Given request: Could you return, word for word and nothing else, the records between the line holding "Where can you find the sunlit" and the line holding "point(255, 356)", both lines included?

Dataset extract:
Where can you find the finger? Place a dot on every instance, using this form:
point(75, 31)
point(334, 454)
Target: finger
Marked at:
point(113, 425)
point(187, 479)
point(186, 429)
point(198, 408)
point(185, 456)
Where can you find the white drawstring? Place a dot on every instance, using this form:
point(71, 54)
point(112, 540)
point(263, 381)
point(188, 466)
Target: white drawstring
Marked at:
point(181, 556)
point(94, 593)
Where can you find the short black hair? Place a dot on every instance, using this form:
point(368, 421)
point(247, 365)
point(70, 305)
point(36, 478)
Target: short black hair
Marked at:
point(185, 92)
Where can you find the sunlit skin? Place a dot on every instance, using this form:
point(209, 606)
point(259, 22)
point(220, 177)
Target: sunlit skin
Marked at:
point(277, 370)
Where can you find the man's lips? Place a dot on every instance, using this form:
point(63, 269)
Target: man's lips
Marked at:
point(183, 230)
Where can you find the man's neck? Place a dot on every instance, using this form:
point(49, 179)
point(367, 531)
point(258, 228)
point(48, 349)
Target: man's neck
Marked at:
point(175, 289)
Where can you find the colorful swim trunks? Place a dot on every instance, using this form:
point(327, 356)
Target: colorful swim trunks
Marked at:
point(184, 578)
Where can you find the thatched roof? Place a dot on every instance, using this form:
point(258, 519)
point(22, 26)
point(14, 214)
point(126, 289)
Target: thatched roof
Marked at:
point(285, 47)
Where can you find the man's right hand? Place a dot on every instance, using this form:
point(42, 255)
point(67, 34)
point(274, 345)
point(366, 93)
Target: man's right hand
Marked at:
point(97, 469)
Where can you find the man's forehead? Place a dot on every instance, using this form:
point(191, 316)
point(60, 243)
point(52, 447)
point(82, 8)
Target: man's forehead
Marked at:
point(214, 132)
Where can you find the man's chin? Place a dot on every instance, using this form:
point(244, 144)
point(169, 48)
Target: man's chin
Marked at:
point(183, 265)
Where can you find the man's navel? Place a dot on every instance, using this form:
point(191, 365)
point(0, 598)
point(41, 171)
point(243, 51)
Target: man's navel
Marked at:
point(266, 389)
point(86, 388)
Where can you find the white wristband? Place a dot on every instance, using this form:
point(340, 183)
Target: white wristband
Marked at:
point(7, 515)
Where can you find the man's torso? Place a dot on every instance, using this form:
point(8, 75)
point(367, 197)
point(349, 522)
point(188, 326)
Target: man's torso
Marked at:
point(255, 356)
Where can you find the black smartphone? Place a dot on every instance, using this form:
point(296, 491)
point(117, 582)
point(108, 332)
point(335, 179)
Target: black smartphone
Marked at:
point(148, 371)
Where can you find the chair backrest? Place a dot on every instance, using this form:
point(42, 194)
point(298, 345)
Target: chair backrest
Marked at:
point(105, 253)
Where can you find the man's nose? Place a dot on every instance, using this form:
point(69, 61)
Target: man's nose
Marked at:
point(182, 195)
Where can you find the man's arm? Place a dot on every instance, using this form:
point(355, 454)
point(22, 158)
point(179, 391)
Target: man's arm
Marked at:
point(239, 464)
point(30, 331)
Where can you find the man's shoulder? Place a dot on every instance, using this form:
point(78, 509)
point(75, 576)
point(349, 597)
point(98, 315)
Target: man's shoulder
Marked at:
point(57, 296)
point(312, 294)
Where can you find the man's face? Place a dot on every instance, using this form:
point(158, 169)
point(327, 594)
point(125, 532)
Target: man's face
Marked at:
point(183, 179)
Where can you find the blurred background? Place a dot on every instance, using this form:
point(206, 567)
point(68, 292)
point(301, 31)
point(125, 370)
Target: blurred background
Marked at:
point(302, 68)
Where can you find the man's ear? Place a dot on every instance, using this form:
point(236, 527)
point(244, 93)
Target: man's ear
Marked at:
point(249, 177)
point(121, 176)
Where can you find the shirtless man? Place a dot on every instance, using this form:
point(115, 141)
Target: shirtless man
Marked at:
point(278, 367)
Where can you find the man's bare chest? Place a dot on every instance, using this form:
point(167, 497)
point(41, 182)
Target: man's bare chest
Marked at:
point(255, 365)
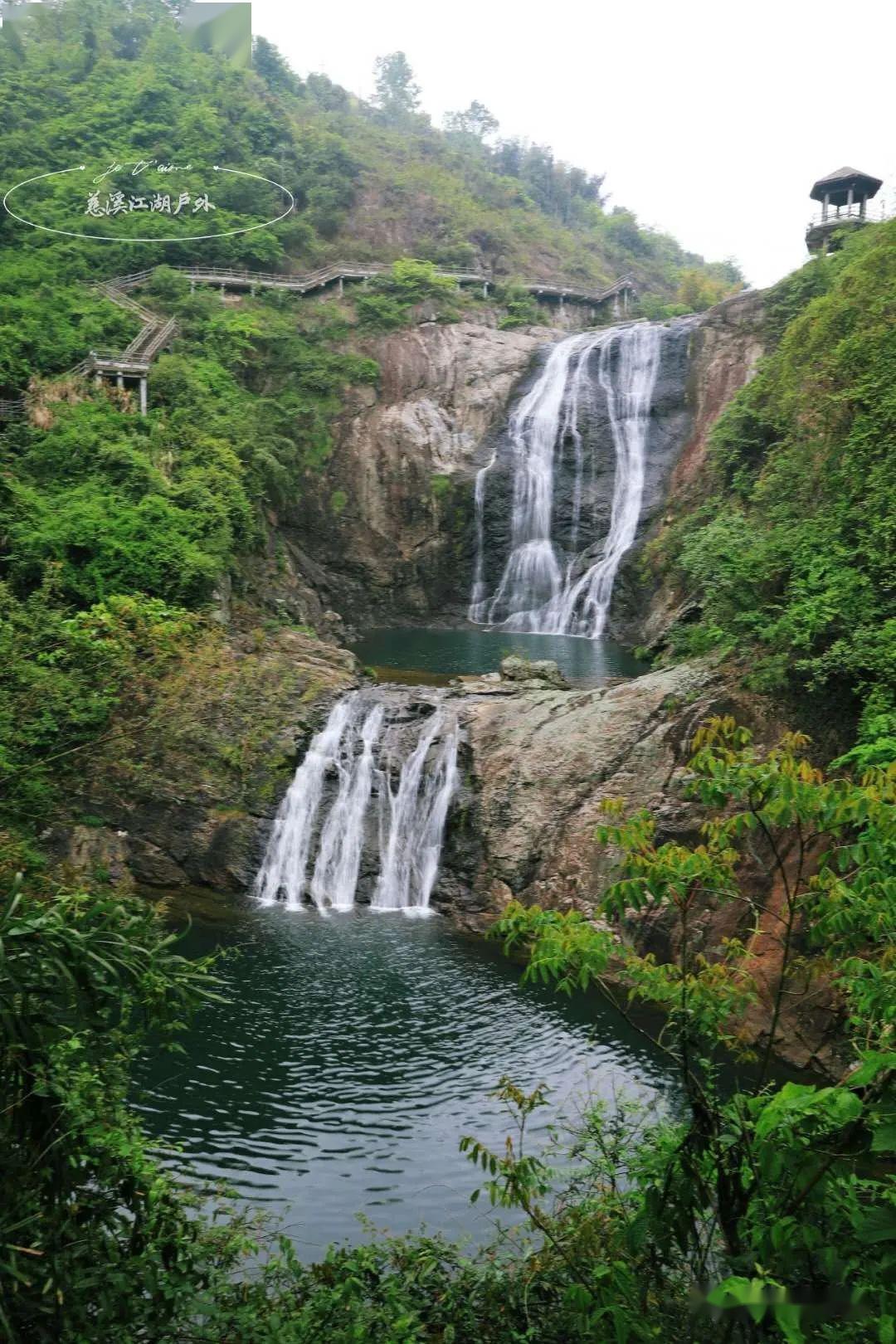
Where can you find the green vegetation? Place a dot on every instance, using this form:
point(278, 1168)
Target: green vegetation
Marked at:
point(762, 1214)
point(392, 297)
point(789, 553)
point(100, 507)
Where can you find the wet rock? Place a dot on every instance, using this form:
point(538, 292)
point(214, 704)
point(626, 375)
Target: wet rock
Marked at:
point(514, 668)
point(388, 522)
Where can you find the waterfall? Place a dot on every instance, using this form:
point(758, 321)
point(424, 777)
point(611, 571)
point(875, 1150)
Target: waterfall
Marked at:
point(343, 795)
point(547, 589)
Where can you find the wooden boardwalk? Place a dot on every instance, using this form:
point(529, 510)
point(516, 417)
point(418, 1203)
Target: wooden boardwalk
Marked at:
point(156, 331)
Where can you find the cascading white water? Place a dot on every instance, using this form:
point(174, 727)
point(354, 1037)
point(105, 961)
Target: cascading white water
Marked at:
point(536, 592)
point(410, 819)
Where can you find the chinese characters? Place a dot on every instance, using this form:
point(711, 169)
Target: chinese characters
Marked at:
point(160, 203)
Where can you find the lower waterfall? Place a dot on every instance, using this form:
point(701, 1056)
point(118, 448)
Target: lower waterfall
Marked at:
point(547, 587)
point(363, 789)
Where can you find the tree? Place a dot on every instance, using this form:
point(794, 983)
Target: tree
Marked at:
point(398, 95)
point(476, 123)
point(772, 1203)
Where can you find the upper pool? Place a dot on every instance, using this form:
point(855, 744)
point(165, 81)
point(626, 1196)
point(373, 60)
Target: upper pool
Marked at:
point(416, 655)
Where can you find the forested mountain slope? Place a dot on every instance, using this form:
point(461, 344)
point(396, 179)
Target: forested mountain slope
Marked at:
point(93, 78)
point(783, 548)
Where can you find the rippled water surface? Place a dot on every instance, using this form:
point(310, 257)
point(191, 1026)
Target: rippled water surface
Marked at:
point(353, 1054)
point(440, 655)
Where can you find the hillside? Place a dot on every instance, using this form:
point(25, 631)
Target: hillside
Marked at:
point(368, 183)
point(783, 548)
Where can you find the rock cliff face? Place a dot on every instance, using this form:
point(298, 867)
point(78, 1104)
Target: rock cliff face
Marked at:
point(386, 533)
point(388, 524)
point(183, 795)
point(538, 763)
point(726, 347)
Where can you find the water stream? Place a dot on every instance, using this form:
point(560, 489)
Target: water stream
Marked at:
point(551, 583)
point(367, 772)
point(353, 1054)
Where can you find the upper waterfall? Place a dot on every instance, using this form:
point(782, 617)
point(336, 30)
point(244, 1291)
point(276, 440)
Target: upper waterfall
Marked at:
point(555, 585)
point(363, 785)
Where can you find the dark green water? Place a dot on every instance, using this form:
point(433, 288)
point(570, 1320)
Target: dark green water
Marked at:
point(440, 655)
point(353, 1054)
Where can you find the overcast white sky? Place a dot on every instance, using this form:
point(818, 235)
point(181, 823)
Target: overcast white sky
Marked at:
point(711, 119)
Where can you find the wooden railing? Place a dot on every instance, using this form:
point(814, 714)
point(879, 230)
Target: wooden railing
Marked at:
point(158, 332)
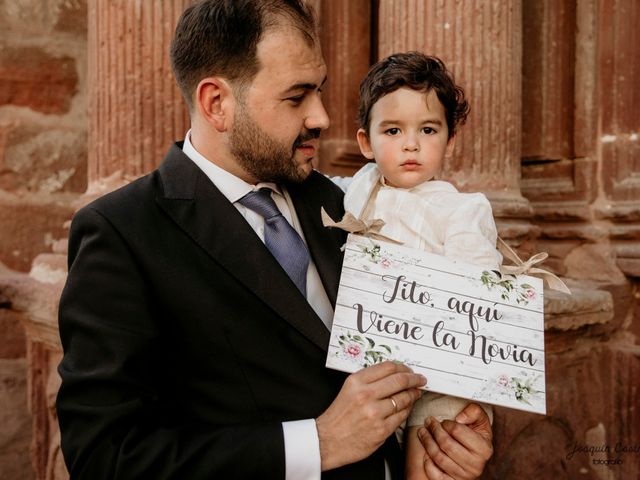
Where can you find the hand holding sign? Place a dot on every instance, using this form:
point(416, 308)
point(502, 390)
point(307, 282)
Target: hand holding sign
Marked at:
point(474, 333)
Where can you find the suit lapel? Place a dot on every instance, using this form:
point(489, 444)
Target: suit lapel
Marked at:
point(206, 215)
point(324, 244)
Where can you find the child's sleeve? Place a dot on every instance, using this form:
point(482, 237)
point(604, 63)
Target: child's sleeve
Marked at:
point(441, 407)
point(471, 233)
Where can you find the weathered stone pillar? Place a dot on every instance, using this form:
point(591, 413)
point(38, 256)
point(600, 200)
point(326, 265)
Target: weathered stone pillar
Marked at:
point(135, 108)
point(619, 140)
point(481, 43)
point(135, 113)
point(346, 44)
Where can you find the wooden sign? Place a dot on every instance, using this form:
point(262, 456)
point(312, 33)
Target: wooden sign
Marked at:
point(474, 333)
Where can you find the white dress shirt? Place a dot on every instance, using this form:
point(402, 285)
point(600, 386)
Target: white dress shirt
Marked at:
point(301, 445)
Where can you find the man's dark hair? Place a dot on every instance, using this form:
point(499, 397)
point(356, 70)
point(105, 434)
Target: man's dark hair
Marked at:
point(417, 71)
point(220, 37)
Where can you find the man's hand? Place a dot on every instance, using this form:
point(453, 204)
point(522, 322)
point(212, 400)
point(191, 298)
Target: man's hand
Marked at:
point(363, 414)
point(457, 449)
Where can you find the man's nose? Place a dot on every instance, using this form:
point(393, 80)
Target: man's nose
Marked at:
point(317, 117)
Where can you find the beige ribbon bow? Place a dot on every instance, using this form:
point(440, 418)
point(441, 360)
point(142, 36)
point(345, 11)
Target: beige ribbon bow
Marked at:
point(351, 224)
point(528, 268)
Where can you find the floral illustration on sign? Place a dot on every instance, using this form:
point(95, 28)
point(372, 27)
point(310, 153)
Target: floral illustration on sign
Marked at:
point(524, 293)
point(362, 350)
point(522, 390)
point(372, 253)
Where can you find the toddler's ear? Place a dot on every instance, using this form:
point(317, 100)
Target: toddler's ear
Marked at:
point(364, 144)
point(451, 143)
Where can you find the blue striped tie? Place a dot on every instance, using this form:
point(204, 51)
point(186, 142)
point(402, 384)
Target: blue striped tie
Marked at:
point(280, 237)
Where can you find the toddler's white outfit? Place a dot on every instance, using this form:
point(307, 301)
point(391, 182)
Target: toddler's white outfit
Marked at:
point(436, 218)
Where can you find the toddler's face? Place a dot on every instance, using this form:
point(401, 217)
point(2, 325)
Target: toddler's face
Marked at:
point(408, 137)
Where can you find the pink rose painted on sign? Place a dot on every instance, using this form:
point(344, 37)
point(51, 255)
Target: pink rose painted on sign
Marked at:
point(353, 350)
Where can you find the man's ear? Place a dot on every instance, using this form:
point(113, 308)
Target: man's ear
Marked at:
point(214, 101)
point(451, 143)
point(364, 144)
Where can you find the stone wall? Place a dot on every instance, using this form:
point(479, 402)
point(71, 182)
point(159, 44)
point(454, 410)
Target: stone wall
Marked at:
point(43, 169)
point(43, 123)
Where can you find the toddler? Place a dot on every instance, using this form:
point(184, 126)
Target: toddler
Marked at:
point(409, 110)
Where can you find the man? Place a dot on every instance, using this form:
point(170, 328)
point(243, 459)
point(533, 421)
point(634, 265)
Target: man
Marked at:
point(195, 319)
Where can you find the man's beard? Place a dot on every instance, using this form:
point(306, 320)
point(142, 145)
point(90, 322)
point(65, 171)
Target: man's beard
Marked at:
point(262, 156)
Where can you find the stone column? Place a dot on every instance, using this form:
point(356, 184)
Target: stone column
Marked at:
point(618, 61)
point(135, 108)
point(135, 113)
point(345, 32)
point(481, 44)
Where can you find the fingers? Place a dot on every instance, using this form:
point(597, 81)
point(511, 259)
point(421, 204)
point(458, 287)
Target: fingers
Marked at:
point(440, 455)
point(473, 441)
point(432, 470)
point(381, 370)
point(399, 382)
point(471, 413)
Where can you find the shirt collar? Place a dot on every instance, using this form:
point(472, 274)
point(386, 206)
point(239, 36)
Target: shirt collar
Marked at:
point(232, 187)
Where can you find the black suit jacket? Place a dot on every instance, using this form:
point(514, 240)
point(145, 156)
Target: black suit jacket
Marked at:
point(185, 343)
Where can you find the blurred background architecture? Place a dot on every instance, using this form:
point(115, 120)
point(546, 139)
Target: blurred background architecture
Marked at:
point(88, 103)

Answer for the task:
Where can you find the sunlit skin? Place a dot on every instance, using this form:
point(209, 606)
point(259, 22)
point(220, 177)
Target: sunlit skin
Marked at:
point(277, 370)
Where can you find the man's lips? Place a dot on every instance, using this form:
point(63, 269)
Target: man's lips
Marked at:
point(183, 230)
Where can you find the man's neck? Place a dot on every instance, using this form:
point(49, 179)
point(367, 531)
point(258, 228)
point(48, 349)
Target: man's neck
Marked at:
point(175, 289)
Where can you find the colorful swim trunks? Place a dot on every instance, using this form:
point(327, 356)
Target: colorful swim trunks
Marked at:
point(184, 578)
Where can you find the thatched roof? Place a dot on every instance, using this form:
point(258, 519)
point(22, 26)
point(14, 214)
point(126, 289)
Target: thatched roof
Marked at:
point(285, 47)
Where can you find the man's right hand? Place a dot on every instance, using this form:
point(42, 255)
point(67, 34)
point(274, 345)
point(366, 93)
Target: man's right hand
Marked at:
point(97, 469)
Where can you find the man's forehead? Place a dot on every instance, using this form:
point(191, 316)
point(60, 243)
point(52, 447)
point(82, 8)
Target: man's forehead
Marked at:
point(214, 132)
Where can you find the man's chin? Place a dot on every instance, using this form:
point(244, 144)
point(169, 48)
Target: man's chin
Marked at:
point(183, 265)
Where can you find the man's navel? Place a dot on every instance, using this form:
point(191, 365)
point(0, 598)
point(41, 171)
point(243, 51)
Target: man's navel
Marked at:
point(266, 389)
point(86, 388)
Where can you find the white wristband? Place a dot on every instance, using this form:
point(340, 183)
Target: white wristband
Marked at:
point(7, 515)
Where can you find the man's torso? Place a dot on every instance, using this form:
point(8, 75)
point(367, 197)
point(349, 522)
point(188, 326)
Target: man's torso
Marked at:
point(255, 356)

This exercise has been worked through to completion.